● **Written problem 1**
Answer these questions about the Smallville discussion, using only what it states:
(a) On what date is Issue #1 of Titan's Black Star comics set to launch?
(b) Which show does Tim Wolfe cite to argue that Smallville should have had more than 10 seasons?
(c) Which publication's article does Craig Byrne say discusses the toll Smallville took on Tom's life?

● **Selected passage**

Titan’s Black Star comics is set to launch with Issue #1 in stores and on digital devices July 29, 2026.
Tim Wolfe
January 26, 2016 at 8:37 pm
There should of been more then 10 seasons of Smallville look at Supernatural
Craig Byrne
January 26, 2016 at 8:57 pm
Not really. Smallville, as loved as it was and as much as I loved it too, went on probably 3 seasons too long as it was. Prolonging it even farther would have meant extending the story in an even worse way. We’d keep waiting for him to become Superman and it’d never happen, because Tom doesn’t want to wear the suit.
I think the time also comes when you can’t expect these people to do the same thing for so long. The BuzzFeed article talks a little bit about the toll that doing Smallville put on Tom’s life, and the long hours… sometimes you’ve got to think they want to do something different. That’s a lot of investment to expect from just one person. It works for Jensen and Jared at Supernatural, but that’s also not a show with a set ending. Smallville’s ending, we always knew would be him becoming Superman. Would we have really wanted to watch 15 years and him still not doing it?

● **Working data**
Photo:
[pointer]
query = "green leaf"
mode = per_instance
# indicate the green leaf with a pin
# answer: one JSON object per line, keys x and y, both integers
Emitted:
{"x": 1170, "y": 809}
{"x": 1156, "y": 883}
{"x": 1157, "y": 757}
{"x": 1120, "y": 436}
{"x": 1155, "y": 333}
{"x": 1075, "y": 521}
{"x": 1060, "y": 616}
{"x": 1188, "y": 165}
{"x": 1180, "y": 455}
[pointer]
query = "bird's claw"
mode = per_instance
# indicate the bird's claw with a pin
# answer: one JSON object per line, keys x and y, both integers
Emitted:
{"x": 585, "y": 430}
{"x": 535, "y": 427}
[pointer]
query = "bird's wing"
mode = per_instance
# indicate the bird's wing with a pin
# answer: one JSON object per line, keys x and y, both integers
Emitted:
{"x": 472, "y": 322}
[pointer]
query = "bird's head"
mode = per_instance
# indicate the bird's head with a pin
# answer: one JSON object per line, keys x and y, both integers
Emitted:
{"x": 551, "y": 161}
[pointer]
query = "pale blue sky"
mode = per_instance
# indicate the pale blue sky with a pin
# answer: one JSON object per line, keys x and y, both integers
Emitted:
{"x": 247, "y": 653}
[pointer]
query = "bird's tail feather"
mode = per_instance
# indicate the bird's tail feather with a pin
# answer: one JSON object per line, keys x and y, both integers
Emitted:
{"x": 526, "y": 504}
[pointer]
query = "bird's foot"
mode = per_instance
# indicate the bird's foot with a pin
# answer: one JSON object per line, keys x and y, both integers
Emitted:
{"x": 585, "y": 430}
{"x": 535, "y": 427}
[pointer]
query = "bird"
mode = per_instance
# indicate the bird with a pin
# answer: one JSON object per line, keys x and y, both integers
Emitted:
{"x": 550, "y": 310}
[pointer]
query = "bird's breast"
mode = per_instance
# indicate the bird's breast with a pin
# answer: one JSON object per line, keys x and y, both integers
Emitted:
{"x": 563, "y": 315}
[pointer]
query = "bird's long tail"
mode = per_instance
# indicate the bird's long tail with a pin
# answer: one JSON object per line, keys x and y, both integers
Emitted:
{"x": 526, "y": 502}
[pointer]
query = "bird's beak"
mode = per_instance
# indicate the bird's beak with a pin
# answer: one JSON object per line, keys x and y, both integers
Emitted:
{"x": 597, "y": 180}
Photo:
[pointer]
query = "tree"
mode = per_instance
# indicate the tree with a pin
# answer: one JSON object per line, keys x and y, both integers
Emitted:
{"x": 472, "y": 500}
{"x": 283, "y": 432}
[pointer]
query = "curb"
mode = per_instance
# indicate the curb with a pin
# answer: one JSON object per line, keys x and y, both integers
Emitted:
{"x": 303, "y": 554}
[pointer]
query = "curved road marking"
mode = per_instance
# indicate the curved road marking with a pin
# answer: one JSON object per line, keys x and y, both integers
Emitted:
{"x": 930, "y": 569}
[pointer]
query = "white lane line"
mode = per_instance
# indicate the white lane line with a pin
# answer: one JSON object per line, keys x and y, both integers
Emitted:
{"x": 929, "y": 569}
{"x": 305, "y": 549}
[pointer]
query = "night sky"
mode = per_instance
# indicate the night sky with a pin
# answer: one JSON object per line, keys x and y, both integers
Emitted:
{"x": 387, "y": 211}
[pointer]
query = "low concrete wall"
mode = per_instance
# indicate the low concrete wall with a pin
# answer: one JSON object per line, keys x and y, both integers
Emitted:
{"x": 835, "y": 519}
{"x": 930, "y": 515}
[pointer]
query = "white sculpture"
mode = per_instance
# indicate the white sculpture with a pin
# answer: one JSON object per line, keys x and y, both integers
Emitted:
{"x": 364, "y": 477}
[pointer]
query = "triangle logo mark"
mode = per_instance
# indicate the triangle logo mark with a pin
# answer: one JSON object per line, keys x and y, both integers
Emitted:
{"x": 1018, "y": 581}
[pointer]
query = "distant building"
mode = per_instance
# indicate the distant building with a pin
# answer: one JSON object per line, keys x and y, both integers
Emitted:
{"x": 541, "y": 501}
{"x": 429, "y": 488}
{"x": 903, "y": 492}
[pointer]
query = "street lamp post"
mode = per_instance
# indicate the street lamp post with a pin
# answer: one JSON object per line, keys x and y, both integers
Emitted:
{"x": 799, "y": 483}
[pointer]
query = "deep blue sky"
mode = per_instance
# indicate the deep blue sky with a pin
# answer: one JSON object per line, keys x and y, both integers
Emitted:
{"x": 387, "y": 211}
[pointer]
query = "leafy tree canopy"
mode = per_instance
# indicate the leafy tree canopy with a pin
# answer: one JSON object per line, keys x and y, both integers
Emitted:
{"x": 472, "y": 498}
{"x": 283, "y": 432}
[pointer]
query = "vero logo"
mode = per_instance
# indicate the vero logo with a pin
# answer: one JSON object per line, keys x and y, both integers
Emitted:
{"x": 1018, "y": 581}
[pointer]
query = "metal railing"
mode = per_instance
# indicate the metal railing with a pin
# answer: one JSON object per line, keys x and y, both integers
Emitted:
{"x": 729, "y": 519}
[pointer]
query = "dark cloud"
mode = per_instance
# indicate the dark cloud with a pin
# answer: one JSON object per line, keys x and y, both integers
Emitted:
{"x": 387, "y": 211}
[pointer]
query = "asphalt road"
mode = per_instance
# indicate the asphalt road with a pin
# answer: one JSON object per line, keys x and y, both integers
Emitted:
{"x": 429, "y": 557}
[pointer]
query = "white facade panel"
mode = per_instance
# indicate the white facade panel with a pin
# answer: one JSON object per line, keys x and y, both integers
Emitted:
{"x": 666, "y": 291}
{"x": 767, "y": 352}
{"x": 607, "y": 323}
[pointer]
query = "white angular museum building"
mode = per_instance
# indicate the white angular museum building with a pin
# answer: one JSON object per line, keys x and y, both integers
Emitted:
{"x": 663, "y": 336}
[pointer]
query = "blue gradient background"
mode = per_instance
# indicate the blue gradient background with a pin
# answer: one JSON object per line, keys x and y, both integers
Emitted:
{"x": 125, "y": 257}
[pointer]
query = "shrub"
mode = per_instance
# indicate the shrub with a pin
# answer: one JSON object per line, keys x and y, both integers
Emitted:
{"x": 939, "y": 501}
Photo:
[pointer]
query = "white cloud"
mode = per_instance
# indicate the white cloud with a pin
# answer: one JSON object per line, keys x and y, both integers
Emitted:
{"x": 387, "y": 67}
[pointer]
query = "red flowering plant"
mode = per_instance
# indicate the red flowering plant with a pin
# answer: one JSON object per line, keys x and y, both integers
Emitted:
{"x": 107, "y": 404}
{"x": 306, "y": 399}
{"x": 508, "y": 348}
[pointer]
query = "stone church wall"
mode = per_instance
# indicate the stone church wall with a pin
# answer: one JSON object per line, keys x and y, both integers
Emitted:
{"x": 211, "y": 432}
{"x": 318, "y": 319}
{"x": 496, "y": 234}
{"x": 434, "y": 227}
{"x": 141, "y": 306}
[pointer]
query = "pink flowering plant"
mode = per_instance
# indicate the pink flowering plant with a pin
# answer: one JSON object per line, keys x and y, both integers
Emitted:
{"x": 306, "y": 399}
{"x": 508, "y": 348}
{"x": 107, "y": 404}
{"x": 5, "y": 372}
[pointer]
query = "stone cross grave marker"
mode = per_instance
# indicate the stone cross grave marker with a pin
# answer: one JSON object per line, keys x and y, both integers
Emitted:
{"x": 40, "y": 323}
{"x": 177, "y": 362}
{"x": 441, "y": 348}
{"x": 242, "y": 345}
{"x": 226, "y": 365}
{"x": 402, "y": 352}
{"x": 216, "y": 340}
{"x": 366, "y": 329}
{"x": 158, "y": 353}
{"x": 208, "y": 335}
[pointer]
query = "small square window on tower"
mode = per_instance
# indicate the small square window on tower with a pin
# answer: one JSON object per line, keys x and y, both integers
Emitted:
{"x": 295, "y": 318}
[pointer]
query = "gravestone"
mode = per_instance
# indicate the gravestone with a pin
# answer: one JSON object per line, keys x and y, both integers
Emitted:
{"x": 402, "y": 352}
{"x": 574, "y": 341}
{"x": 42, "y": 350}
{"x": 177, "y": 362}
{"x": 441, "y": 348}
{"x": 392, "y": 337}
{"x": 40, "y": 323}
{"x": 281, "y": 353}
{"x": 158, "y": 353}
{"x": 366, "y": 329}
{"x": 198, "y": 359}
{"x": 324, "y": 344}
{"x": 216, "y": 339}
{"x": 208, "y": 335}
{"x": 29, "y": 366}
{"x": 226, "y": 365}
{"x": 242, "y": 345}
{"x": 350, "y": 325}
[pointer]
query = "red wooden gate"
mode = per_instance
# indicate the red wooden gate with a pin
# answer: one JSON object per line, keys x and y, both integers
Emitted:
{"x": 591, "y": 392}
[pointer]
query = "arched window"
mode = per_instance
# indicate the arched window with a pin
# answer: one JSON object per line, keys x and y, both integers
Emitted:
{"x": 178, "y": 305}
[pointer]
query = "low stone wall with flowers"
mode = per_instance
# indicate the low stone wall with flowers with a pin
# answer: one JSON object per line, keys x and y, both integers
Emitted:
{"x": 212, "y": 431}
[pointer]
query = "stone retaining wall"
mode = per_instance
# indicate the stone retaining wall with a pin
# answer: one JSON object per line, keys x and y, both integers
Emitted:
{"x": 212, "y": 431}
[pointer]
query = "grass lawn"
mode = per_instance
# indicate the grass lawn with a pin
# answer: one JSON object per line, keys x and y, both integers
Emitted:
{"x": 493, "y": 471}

● **Written problem 2**
Extract every line of the entries that contains the word "night". Case counts.

● **Written answer 1**
(a) July 29, 2026
(b) Supernatural
(c) BuzzFeed

● **Written answer 2**
query = "night sky"
# indicate the night sky with a pin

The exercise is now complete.